[Dataset entries]
***
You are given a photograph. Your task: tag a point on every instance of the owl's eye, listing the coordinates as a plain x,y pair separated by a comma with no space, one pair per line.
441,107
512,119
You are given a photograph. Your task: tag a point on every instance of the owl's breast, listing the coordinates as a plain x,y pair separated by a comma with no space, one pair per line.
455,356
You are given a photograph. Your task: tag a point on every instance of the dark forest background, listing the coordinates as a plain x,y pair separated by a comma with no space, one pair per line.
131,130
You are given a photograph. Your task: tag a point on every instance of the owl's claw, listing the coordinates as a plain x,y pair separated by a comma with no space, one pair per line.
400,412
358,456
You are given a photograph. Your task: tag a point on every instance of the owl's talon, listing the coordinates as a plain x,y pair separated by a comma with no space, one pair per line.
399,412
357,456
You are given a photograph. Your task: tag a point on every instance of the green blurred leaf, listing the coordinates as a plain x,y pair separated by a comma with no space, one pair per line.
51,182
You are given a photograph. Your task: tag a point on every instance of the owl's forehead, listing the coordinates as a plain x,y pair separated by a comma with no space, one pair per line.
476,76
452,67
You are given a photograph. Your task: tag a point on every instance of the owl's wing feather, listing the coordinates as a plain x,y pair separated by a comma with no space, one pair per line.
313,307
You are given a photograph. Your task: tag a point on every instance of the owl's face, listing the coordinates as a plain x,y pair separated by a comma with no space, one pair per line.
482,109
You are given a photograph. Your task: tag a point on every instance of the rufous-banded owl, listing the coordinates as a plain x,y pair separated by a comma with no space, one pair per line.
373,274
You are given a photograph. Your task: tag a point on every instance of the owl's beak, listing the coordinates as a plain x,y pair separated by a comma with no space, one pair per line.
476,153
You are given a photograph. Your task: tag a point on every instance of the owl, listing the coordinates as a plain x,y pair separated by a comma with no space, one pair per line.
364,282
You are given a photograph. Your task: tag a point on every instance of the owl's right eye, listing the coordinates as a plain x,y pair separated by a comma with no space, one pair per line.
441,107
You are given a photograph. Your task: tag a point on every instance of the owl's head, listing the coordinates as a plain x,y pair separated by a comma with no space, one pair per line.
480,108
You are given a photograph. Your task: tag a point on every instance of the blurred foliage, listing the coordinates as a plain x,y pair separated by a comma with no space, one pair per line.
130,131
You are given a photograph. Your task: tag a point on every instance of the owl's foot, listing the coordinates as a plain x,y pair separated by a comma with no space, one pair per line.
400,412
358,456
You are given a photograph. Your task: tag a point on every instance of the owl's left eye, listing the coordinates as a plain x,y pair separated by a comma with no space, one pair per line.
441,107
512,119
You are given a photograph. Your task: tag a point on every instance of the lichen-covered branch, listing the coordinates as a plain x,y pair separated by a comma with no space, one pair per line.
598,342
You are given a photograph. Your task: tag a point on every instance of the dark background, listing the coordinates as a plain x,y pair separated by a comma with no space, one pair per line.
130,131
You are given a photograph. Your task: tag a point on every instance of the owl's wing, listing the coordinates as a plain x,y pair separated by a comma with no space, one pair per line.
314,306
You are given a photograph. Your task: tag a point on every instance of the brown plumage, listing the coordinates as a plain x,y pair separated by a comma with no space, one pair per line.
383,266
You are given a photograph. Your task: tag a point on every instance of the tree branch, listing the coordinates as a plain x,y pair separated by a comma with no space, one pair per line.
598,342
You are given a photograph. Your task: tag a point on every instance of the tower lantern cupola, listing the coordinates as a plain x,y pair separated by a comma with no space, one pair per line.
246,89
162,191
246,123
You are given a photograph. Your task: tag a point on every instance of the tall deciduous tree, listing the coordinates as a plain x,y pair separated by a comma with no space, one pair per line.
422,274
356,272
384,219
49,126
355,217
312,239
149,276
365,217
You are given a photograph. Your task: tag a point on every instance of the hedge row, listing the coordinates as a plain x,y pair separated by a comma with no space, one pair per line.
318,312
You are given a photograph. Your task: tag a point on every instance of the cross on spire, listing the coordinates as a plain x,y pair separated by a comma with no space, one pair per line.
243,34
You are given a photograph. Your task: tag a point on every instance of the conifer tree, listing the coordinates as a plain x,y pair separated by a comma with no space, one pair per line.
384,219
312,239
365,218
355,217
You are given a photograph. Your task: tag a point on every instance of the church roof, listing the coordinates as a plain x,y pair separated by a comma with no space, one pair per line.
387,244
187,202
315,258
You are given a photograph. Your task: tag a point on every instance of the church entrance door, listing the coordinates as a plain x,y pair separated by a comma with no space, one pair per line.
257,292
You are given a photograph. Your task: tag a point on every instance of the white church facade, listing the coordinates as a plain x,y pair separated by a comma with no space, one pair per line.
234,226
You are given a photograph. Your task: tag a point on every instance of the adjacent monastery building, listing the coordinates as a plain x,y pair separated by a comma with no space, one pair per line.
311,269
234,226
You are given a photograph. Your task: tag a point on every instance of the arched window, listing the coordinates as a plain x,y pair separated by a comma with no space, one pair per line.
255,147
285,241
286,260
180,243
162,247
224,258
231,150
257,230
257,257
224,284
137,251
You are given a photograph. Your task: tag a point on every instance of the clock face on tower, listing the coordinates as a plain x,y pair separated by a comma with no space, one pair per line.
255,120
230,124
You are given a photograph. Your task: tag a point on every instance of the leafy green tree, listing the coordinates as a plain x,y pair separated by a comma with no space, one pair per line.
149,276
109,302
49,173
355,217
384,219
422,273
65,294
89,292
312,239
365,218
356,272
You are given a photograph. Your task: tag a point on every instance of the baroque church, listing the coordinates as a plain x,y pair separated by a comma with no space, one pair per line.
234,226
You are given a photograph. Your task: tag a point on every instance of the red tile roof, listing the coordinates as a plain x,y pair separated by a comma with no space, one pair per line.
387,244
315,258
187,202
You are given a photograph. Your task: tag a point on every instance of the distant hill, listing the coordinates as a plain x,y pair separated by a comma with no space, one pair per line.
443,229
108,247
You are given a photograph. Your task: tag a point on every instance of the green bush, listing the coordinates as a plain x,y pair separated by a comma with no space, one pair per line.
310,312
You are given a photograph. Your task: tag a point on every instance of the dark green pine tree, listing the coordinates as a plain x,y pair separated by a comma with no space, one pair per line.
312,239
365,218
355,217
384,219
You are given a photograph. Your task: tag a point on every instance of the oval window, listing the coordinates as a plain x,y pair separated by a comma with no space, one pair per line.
***
TASK DIRECTIONS => Reproduce every entry above exactly as it was written.

RESPONSE =>
You are given a photograph. Your task: tag a point on every instance of the owl's eye, listing the coordinates as a plain x,y pair separated by a comma with no space, one pair per line.
441,107
512,119
You are given a photograph. Your task: tag a point on every instance of the owl's breast, listing the coordinates as a plain x,y pair separated by a comma with no space, one pair per line.
455,356
You are given a photograph. Your task: tag a point on every instance of the dark forest background, listing the coordinates as a plain x,y pair separated by a comma with no space, one pair per line.
131,130
You are given a photograph. Your task: tag a point on every instance of the owl's claw, listing the coordinates as a plain x,y pair separated by a comma with no space, one pair per line.
400,412
358,456
You are given a photograph. Your task: tag a point on every instance of the owl's talon, listing the coordinates as a plain x,y pair separated by a comma with no space, one pair per line.
399,412
357,456
You are given a photograph. Your task: tag a point on every instance of the green blurred leaf, listing the coordinates as a plain x,y pair separated by a comma with no space, one pair per line.
51,182
You are given a photograph. Your task: tag a point on every instance of the owl's forehead, listing the coordinates as a plain x,y pair separated by a comma with no space, one pair per line.
476,76
452,67
You are given a photograph. Your task: tag a point on every instance of the owl's wing feather, listing the coordinates as a plain x,y pair separated by a comma with no space, one pair per line.
313,307
You are given a photograph. Your task: tag a point on every instance of the owl's face, listing the coordinates as a plain x,y pair separated by a comma with no space, one pair per line.
482,109
You are given a photograph. Your task: tag a point on every instance of the rufous-banded owl, listing the coordinates as a plain x,y pair separated by a comma with no space, one pair per line.
373,274
You are given a photograph. Your task: tag a point on every instance of the owl's beak, listing the coordinates as a plain x,y pair separated by a comma with no space, one pair per line.
476,153
You are given a photograph. Your task: tag a point on every instance of the owl, listing the coordinates as a plain x,y pair separated by a comma with no space, one pair per line.
364,282
You are given a photograph. Your task: tag a point on every instance of the owl's right eye, listing the coordinates as a plain x,y pair separated by a comma with no space, one pair per line.
441,107
You are given a photograph. Your task: tag a point on every instance of the owl's head, listing the coordinates as a plain x,y pair separated by a comma with no space, one pair per line.
480,108
You are given a photograph. Your task: tag a point on every instance of the blurred foliage, listing the coordinates as a plain x,y pair separated by a comma with no space, one pair per line.
130,131
You are given a photograph. Your task: tag a point on every instance of the owl's foot, listing the coordinates as a plain x,y pair separated by a comma with no space, one pair per line.
400,412
358,456
You are given a photograph. Your task: tag a point on every instance of the owl's left eye, listing the coordinates as a plain x,y pair separated by a comma with no space, one pair per line.
441,107
512,119
You are given a photograph. Your task: tag a point on every instance of the lichen-covered branch, listing the coordinates as a plain x,y pair separated by a comma with no space, one pair per line.
598,342
You are given a photograph. Your task: tag a point on every instance of the dark background, listing the coordinates as a plain x,y pair separated by a comma with no space, one pair per line.
130,131
You are given a photograph. Your task: tag a point on every instance of the owl's wing, listing the coordinates as a plain x,y pair separated by a comma with no space, one pair per line.
314,306
You are given a photograph. Your task: tag a point on every instance of the brown plumage, listing the coordinates as a plain x,y pair separated by a comma with no space, one pair per line.
383,266
You are given a photograph. Your task: tag a point on every instance of the tree branch, listing the coordinates as a plain x,y pair separated by a comma with no space, one pair per line.
598,342
You are given a photograph. Your task: tag a point on every instance of the tower lantern cupola, listing the coordinates as a plain x,y pair separated by a comma with no space, one pair per line.
246,89
162,191
246,123
You are given a photograph. Your task: tag a point on every instance of the tall deciduous tree, listing the coordinates as a plain x,y pair separated by a comma with no space, one pair per line.
422,274
356,272
384,219
49,126
355,217
312,239
149,276
365,217
You are given a photograph. Your task: tag a point on every instance of the hedge row, listing the coordinates as a plain x,y pair separated by a comma with no space, one pair per line.
318,312
You are given a photograph. Your task: tag a point on every instance of the cross on spire, listing the coordinates as a plain x,y pair separated by a comma with no space, one pair per line.
243,34
You are given a photograph. Your task: tag a point on every instance of the conifer tree, listing the coordinates as a plain x,y pair separated by a comma with no space, one pair per line.
384,219
312,239
365,218
355,217
You are given a photograph. Your task: tag a point on every instance of the church roof, listing the coordinates as a plain x,y pair separated by a comma with no space, one pair per line.
387,244
187,202
315,258
You are given a photograph. Your task: tag a point on every instance of the church entrance door, listing the coordinates as a plain x,y pair separated by a comma with no space, one pair per line.
257,292
You are given a photograph. Your task: tag a point on every instance of the white church facade, listing the coordinates as a plain x,y pair separated by a comma with no space, one pair per line.
234,226
You are given a photograph. Your task: tag a point on every instance of the adjacent monastery building, listing the coordinates as a plain x,y pair separated by a comma with no space, one pair per line.
311,269
234,226
You are given a photograph. Your task: tag a point on every instance of the arched window, listing the coordinates as a plain x,y pair separated by a comma with no space, one pair per line.
255,147
285,241
286,260
180,243
162,247
224,258
231,150
257,230
257,257
224,284
137,251
You are given a photograph. Your task: tag a point on every instance of the clock face on tower, listing the coordinates as a plain x,y pair separated by a comma with no space, one pair per line.
255,120
230,124
You are given a photograph. Your task: tag a point on every instance of the leafy green tree, listing the coordinates as a plain x,y pair separated by a comma with no space, one pair per line.
149,276
109,302
49,173
355,217
384,219
422,273
65,294
89,292
312,239
365,218
356,272
You are given a photograph. Your task: tag a point on every instance of the baroque church, listing the coordinates as a plain x,y pair separated by a comma with no space, one pair per line.
234,226
You are given a photograph. Your task: tag a point on every instance of the red tile roof, listing the coordinates as a plain x,y pair separated by a comma with no space, one pair per line.
387,244
315,258
187,202
You are given a photograph. Your task: tag a point on every instance of the distant hill, listing the coordinates as a plain x,y pair separated by a comma with no space, one pair per line.
443,229
108,247
You are given a photograph. Your task: tag a point on every instance of the green bush, listing the coordinates as a plain x,y pair separated by a comma with no space, one pair per line.
310,312
You are given a photograph. Your task: tag a point on every instance of the dark green pine tree, listing the coordinates as a plain x,y pair separated by a comma with no space, one pair per line.
312,239
365,218
355,217
384,219
You are given a photograph. Your task: tag a point on every instance of the oval window, listing the coordinates as a plain x,y pair separated by a comma with no space, one pair per line.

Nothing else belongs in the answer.